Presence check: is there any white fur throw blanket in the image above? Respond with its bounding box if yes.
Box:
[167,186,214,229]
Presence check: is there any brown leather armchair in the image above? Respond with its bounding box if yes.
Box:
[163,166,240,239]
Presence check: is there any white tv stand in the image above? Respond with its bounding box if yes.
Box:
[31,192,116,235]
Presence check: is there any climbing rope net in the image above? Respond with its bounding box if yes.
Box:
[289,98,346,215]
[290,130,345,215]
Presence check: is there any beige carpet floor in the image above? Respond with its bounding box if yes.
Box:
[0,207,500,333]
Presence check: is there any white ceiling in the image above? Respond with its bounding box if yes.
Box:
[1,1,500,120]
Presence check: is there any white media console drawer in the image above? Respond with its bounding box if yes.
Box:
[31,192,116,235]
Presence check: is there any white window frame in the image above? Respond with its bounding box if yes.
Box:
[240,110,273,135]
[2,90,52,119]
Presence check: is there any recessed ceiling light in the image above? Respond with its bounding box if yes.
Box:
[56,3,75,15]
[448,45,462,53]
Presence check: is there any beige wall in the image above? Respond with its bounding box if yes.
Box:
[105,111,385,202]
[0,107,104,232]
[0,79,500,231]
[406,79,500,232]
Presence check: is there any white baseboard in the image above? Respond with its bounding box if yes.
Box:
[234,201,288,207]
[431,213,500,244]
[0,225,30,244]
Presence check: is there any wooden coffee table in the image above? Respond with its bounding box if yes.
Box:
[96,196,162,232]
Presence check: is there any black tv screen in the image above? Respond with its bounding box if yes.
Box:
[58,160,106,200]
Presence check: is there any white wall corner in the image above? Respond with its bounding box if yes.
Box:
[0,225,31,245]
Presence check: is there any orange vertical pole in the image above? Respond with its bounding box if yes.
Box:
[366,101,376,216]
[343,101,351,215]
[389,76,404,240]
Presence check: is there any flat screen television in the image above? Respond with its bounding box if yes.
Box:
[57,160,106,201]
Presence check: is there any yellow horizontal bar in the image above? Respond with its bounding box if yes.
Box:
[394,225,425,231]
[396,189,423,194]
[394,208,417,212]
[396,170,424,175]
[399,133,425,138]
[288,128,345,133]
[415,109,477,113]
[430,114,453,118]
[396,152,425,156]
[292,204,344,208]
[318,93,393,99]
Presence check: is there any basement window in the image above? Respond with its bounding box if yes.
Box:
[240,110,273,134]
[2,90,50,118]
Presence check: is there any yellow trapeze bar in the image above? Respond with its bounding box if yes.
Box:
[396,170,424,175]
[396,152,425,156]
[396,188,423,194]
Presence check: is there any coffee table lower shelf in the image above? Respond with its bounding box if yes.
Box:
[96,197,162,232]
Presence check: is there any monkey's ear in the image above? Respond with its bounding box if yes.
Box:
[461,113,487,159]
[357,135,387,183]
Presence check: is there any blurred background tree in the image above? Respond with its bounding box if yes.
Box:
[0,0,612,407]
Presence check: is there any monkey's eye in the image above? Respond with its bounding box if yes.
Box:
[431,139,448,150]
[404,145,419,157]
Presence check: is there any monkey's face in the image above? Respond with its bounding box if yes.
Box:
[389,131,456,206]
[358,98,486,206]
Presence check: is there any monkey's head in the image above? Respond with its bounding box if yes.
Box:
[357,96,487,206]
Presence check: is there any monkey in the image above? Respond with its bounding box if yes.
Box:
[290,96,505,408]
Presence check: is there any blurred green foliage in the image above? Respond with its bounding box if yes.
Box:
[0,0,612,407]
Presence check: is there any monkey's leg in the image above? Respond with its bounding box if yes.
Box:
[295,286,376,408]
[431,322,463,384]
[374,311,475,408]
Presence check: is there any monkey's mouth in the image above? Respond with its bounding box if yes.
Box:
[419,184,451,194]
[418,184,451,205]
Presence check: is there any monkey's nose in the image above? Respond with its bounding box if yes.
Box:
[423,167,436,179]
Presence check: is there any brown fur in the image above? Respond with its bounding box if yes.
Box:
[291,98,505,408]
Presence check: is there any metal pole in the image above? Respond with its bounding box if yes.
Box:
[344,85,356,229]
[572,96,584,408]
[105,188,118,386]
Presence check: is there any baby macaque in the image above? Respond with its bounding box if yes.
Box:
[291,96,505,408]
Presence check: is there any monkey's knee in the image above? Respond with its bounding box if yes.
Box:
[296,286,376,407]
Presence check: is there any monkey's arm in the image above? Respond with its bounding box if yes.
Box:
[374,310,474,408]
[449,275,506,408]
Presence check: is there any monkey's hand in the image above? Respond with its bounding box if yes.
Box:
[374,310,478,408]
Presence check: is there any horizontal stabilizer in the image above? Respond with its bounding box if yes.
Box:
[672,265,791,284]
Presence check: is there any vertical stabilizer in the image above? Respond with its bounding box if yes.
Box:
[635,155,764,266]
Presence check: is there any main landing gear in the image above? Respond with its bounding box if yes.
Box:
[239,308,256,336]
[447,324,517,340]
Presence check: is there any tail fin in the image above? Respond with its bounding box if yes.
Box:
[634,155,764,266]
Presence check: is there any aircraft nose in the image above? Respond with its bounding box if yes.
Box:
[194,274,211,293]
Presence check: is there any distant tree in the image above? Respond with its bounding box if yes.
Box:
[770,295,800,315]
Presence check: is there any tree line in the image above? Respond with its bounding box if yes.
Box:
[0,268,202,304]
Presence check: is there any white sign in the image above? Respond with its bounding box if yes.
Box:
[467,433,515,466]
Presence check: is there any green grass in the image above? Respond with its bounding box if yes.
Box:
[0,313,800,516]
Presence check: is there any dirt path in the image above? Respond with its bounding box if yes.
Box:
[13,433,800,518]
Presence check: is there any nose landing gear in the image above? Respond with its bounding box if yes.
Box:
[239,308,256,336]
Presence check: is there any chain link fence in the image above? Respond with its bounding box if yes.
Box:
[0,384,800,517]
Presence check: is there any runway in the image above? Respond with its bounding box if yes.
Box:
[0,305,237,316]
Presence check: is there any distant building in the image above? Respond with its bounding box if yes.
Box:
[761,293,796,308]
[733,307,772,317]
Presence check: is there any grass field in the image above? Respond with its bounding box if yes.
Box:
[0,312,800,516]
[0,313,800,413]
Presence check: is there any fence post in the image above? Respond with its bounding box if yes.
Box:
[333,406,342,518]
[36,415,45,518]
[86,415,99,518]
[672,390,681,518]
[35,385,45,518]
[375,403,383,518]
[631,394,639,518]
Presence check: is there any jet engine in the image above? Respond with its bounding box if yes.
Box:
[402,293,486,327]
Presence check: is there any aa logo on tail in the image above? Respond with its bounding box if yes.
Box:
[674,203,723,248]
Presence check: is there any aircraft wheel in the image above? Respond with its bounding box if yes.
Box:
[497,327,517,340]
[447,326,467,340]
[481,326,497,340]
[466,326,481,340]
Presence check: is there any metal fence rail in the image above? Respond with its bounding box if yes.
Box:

* * * * *

_Do this_
Render every line of the entries above as a Markdown table with the columns Row and Line, numbering the rows consecutively. Omit blank lines.

_Written reply_
| Row | Line |
|---|---|
| 1 | Presence check: is there any white fur throw blanket in the image above? Respond with its bounding box if yes. |
| 2 | Box: |
| 3 | [167,186,214,229] |
| 4 | Presence check: is there any brown leather armchair in the image above? Respond with its bounding box if yes. |
| 5 | Box: |
| 6 | [163,166,240,239] |
| 7 | Presence check: is there any white tv stand in the image above? Respond with its bounding box if yes. |
| 8 | Box: |
| 9 | [31,192,116,235] |
| 10 | Presence check: is there any climbing rope net in the image above? Respond with its bounding box if yes. |
| 11 | Box: |
| 12 | [289,98,346,215] |
| 13 | [290,130,345,215] |
| 14 | Presence check: is there any beige carpet floor in the image above? Respond with its bounding box if yes. |
| 15 | Box: |
| 16 | [0,207,500,333] |
| 17 | Presence check: is there any white ceiling in the image above? Respond with its bounding box if yes. |
| 18 | Box: |
| 19 | [1,1,500,120] |
| 20 | Presence check: is there any white media console drawer in the image above? Respond with its bounding box if yes. |
| 21 | Box: |
| 22 | [31,192,116,235] |
| 23 | Presence check: is there any white window frame in the image above? Respond with its bounding box if yes. |
| 24 | Box: |
| 25 | [240,110,273,135] |
| 26 | [2,90,52,119] |
| 27 | Presence check: is there any recessed ceiling light in the image above? Respond with its bounding box if yes. |
| 28 | Box: |
| 29 | [56,3,75,15] |
| 30 | [448,45,462,53] |
| 31 | Presence check: is there any beige wall in the image above? Respond with its bounding box if yes. |
| 32 | Box: |
| 33 | [105,111,385,202] |
| 34 | [0,107,104,232] |
| 35 | [0,79,500,231] |
| 36 | [406,79,500,232] |
| 37 | Presence check: is there any white baseboard in the image above? Respond with its bounding box if yes. |
| 38 | Box: |
| 39 | [234,201,288,207] |
| 40 | [431,213,500,244] |
| 41 | [0,225,30,244] |
| 42 | Presence check: is there any wooden coffee table in the image above? Respond with its bounding box if yes. |
| 43 | Box: |
| 44 | [96,196,162,232] |
| 45 | Presence check: is there any black tv screen in the image above? Respond with its bounding box if yes. |
| 46 | Box: |
| 47 | [58,160,106,200] |
| 48 | Presence check: is there any white wall corner in the image above? Respond with its bounding box if yes. |
| 49 | Box: |
| 50 | [0,225,31,245] |
| 51 | Presence check: is there any orange vertical pole in the image above? Respond with its bounding box if yes. |
| 52 | Box: |
| 53 | [366,101,376,216] |
| 54 | [343,101,351,215] |
| 55 | [389,76,404,240] |
| 56 | Presence check: is there any flat screen television in the image above? Respond with its bounding box if yes. |
| 57 | Box: |
| 58 | [57,160,106,201] |
| 59 | Presence check: is there any yellow horizontal bar in the image above? Respond with its bounding box if yes. |
| 60 | Box: |
| 61 | [394,225,425,231] |
| 62 | [396,189,423,194] |
| 63 | [394,208,417,212] |
| 64 | [396,170,424,175] |
| 65 | [399,133,425,138] |
| 66 | [288,128,345,133] |
| 67 | [415,109,477,113] |
| 68 | [430,114,453,118] |
| 69 | [396,152,425,156] |
| 70 | [292,204,344,208] |
| 71 | [318,93,393,99] |
| 72 | Presence check: is there any basement window in the image above? Respond with its bounding box if yes. |
| 73 | Box: |
| 74 | [240,110,273,134] |
| 75 | [2,90,50,118] |
| 76 | Presence check: is there any yellow trapeze bar in the image above? Respond with its bounding box if yes. |
| 77 | Box: |
| 78 | [396,170,424,175] |
| 79 | [396,152,425,156] |
| 80 | [396,188,423,194] |
| 81 | Presence check: is there any coffee table lower shelf in the image above? Respond with its bounding box if yes. |
| 82 | Box: |
| 83 | [96,197,162,232] |
| 84 | Presence check: is there any monkey's ear in the image above? Respond with its bounding box if yes. |
| 85 | Box: |
| 86 | [461,113,487,159] |
| 87 | [357,135,387,183] |
| 88 | Presence check: is there any blurred background tree in the image above? Respond with its bounding box if yes. |
| 89 | Box: |
| 90 | [0,0,612,407] |
| 91 | Presence check: is there any monkey's eye in the image above? Respond with its bounding box if yes. |
| 92 | Box: |
| 93 | [431,139,448,150] |
| 94 | [404,145,419,157] |
| 95 | Presence check: is there any monkey's face in the image above? Respond with its bounding box if yes. |
| 96 | Box: |
| 97 | [389,131,456,206] |
| 98 | [358,98,486,206] |
| 99 | Presence check: is there any monkey's head in the image above? Respond with its bounding box if yes. |
| 100 | Box: |
| 101 | [357,96,487,206] |
| 102 | Presence check: is there any monkey in the image above? Respond with its bounding box if yes. |
| 103 | Box: |
| 104 | [290,96,505,408] |
| 105 | Presence check: is there any blurred green foliage in the image above? Respond with its bounding box if yes. |
| 106 | Box: |
| 107 | [0,0,612,407] |
| 108 | Presence check: is there any monkey's leg in the image above? Respond with its bounding box if yes. |
| 109 | Box: |
| 110 | [295,286,376,408] |
| 111 | [431,322,463,384] |
| 112 | [374,311,475,408] |
| 113 | Presence check: is there any monkey's mouth in the image above? Respond with its bounding box if yes. |
| 114 | Box: |
| 115 | [419,184,451,194] |
| 116 | [418,184,451,205] |
| 117 | Presence check: is there any monkey's nose in the image above? Respond with its bounding box if yes. |
| 118 | Box: |
| 119 | [423,167,436,179] |
| 120 | Presence check: is there any brown fur in the image above? Respond with its bounding box if yes. |
| 121 | Box: |
| 122 | [291,98,505,408] |
| 123 | Presence check: is there any metal pole in the image above? Respond with its bounding box if yes. |
| 124 | Box: |
| 125 | [344,85,356,229] |
| 126 | [572,96,584,408] |
| 127 | [105,188,118,386] |
| 128 | Presence check: is there any baby macaque in the image above? Respond with its bounding box if yes. |
| 129 | Box: |
| 130 | [291,96,505,408] |
| 131 | Presence check: is there any monkey's knee in the image above? Respond with its bounding box if yes. |
| 132 | Box: |
| 133 | [296,286,376,407] |
| 134 | Presence check: is there any monkey's arm in the image above? Respond with its bounding box if yes. |
| 135 | Box: |
| 136 | [374,310,474,408] |
| 137 | [449,275,506,408] |
| 138 | Presence check: is there any monkey's hand in the image above? Respond with its bounding box if yes. |
| 139 | Box: |
| 140 | [374,310,478,408] |
| 141 | Presence check: is there any horizontal stabilizer in the image above? Respond with its bounding box if yes. |
| 142 | Box: |
| 143 | [672,265,791,284] |
| 144 | Presence check: is there any vertical stabilizer in the image above? Respond with its bounding box if yes. |
| 145 | Box: |
| 146 | [635,155,764,266] |
| 147 | Presence check: is there any main landing gear in the image above? Respond with its bounding box if yes. |
| 148 | Box: |
| 149 | [239,308,256,336] |
| 150 | [447,324,517,340] |
| 151 | Presence check: is there any tail fin in the image above? Respond with its bounding box if yes. |
| 152 | Box: |
| 153 | [634,155,764,266] |
| 154 | Presence check: is there any aircraft nose in the image above? Respond with its bounding box if yes. |
| 155 | Box: |
| 156 | [194,274,211,293] |
| 157 | Presence check: is there any distant tree in the image above? Respond with its bounding box if yes. |
| 158 | Box: |
| 159 | [770,295,800,315] |
| 160 | Presence check: is there any tree line in the image above? Respond with its bounding box if yes. |
| 161 | Box: |
| 162 | [0,268,202,304] |
| 163 | Presence check: is there any white sign in the image above? Respond with its bounding box if yes. |
| 164 | Box: |
| 165 | [467,433,515,466] |
| 166 | Presence check: is there any green grass in the image above? Respond with its bounding box if yes. |
| 167 | Box: |
| 168 | [0,313,800,516] |
| 169 | Presence check: is there any dirt path in the image above? Respond with its bounding box if yes. |
| 170 | Box: |
| 171 | [13,433,800,518] |
| 172 | Presence check: is there any nose landing gear in the image above? Respond with its bounding box if yes. |
| 173 | Box: |
| 174 | [239,308,256,336] |
| 175 | Presence check: is there any chain link fence in the image above? Respond with its bounding box if yes. |
| 176 | Box: |
| 177 | [0,384,800,517] |
| 178 | Presence check: is there any runway in the image above? Respond with its bounding box if yes. |
| 179 | Box: |
| 180 | [0,305,237,316] |
| 181 | Presence check: is there any distant building in the image above? Respond with its bounding box if yes. |
| 182 | Box: |
| 183 | [761,293,796,308] |
| 184 | [733,307,772,317] |
| 185 | Presence check: is there any grass field in the image above? Respond with its bounding box if yes. |
| 186 | Box: |
| 187 | [0,312,800,516] |
| 188 | [0,313,800,413] |
| 189 | Presence check: is there any fence post in the image above? Respond with its bounding box if yes. |
| 190 | Box: |
| 191 | [333,406,342,518] |
| 192 | [36,415,45,518] |
| 193 | [86,415,99,518] |
| 194 | [672,390,681,518] |
| 195 | [35,385,45,518] |
| 196 | [375,403,383,518] |
| 197 | [631,394,639,518] |
| 198 | Presence check: is there any jet engine in the image above? Respond with its bounding box if yes. |
| 199 | Box: |
| 200 | [402,293,486,327] |
| 201 | Presence check: is there any aa logo on tail in the image above? Respond with its bounding box if yes. |
| 202 | Box: |
| 203 | [674,203,723,248] |
| 204 | Presence check: is there any aircraft wheel in the image above? Respond with its bounding box if yes. |
| 205 | Box: |
| 206 | [497,327,517,340] |
| 207 | [447,326,467,340] |
| 208 | [481,326,497,340] |
| 209 | [466,326,481,340] |
| 210 | Presence check: is there any metal fence rail in the image above? Respond with its bounding box if yes. |
| 211 | Box: |